TASK PROMPT:
Recast all of the data below as a Markdown table with two columns, Row and Line. Give each line its own row, numbered in order, and leave out blank lines.
-.-.-
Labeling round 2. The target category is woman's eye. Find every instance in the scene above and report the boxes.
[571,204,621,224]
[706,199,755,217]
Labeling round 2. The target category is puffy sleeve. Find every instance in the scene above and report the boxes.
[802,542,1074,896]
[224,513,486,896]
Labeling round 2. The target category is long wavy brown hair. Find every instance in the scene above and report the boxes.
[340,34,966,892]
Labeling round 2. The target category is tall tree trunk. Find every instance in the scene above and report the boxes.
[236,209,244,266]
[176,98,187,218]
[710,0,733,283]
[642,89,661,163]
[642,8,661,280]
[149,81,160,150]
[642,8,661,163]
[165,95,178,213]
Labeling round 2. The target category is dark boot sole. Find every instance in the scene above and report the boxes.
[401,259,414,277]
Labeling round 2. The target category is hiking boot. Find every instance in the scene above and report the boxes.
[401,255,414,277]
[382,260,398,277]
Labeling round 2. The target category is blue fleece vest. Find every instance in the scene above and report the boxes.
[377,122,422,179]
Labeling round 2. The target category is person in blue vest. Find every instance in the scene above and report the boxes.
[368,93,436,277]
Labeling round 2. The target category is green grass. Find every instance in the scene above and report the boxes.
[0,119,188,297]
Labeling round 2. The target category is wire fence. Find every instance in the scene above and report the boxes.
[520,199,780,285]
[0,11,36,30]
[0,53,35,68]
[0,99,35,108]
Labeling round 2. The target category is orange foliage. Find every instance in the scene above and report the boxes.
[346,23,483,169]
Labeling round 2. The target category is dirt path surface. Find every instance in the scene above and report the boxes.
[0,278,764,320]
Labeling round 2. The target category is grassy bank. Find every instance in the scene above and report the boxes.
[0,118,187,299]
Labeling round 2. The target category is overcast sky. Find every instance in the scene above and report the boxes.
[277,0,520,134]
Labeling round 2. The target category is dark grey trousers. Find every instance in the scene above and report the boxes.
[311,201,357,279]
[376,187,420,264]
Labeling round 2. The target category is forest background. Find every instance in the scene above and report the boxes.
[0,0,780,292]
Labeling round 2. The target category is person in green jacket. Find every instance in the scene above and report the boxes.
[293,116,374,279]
-.-.-
SOLUTION FOR THIS PROBLEM:
| Row | Line |
|---|---|
| 1 | Labeling round 2. The target category is woman's eye. Find every instance in the scene above and report the boxes. |
| 2 | [571,204,621,224] |
| 3 | [706,199,755,217] |
| 4 | Labeling round 2. The target category is puffy sleeve. Find every instance in the scene above and report the boxes. |
| 5 | [802,542,1074,896] |
| 6 | [224,513,486,896] |
| 7 | Labeling round 2. The target category is long wavy brown hair. Find every instance in the scene above and report the boxes. |
| 8 | [340,34,966,892] |
| 9 | Labeling round 2. The target category is tall tree trunk. Find every instance in the scene above and report the boxes. |
| 10 | [236,209,244,266] |
| 11 | [176,98,187,218] |
| 12 | [710,0,733,283] |
| 13 | [642,89,661,163] |
| 14 | [642,8,661,280] |
| 15 | [149,81,160,150] |
| 16 | [642,8,661,163] |
| 17 | [165,95,178,213] |
| 18 | Labeling round 2. The target category is dark boot sole. Find every instance in the scene above and report the boxes. |
| 19 | [401,259,414,277] |
| 20 | Labeling round 2. The target category is hiking boot. Find every instance in the scene above and report the boxes. |
| 21 | [401,255,414,277] |
| 22 | [382,260,398,277] |
| 23 | Labeling round 2. The target category is blue fleece vest. Find every instance in the scene above and report the boxes. |
| 24 | [377,122,422,179] |
| 25 | Labeling round 2. The target category is person in blue vest. Find every instance in the scene above and report the boxes. |
| 26 | [368,93,436,277] |
| 27 | Labeling round 2. The target category is green grass. Find every instance in the scene above and report the boxes. |
| 28 | [0,119,188,297] |
| 29 | Labeling round 2. The target category is wire fence. Find every instance in the scene above and report the boxes. |
| 30 | [520,199,780,285] |
| 31 | [0,11,36,30] |
| 32 | [0,53,35,68] |
| 33 | [0,99,35,108] |
| 34 | Labeling round 2. The target category is orange foliage. Find every instance in the scene above and report the boxes. |
| 35 | [346,23,483,169] |
| 36 | Labeling round 2. The target category is dirt path surface. Find every instance in the scene above and report the boxes. |
| 37 | [0,278,764,320] |
| 38 | Labeling round 2. The target category is grassy bank. Find every instance in the scene above and report the boxes. |
| 39 | [0,118,187,299] |
| 40 | Labeling round 2. The target category is overcast sky. Find every instance in the scene above and report the boxes. |
| 41 | [277,0,520,134] |
| 42 | Labeling round 2. The target category is dark grey trousers. Find every instance in the scene above and report the boxes. |
| 43 | [311,201,357,279] |
| 44 | [376,187,420,264] |
| 45 | Labeling round 2. The target category is forest background. Find every instance in the scene above and report the boxes. |
| 46 | [0,0,780,292] |
| 47 | Labeling round 2. The target category is person in green jacket. Find every instance in the scene above and report the boxes. |
| 48 | [293,116,374,279] |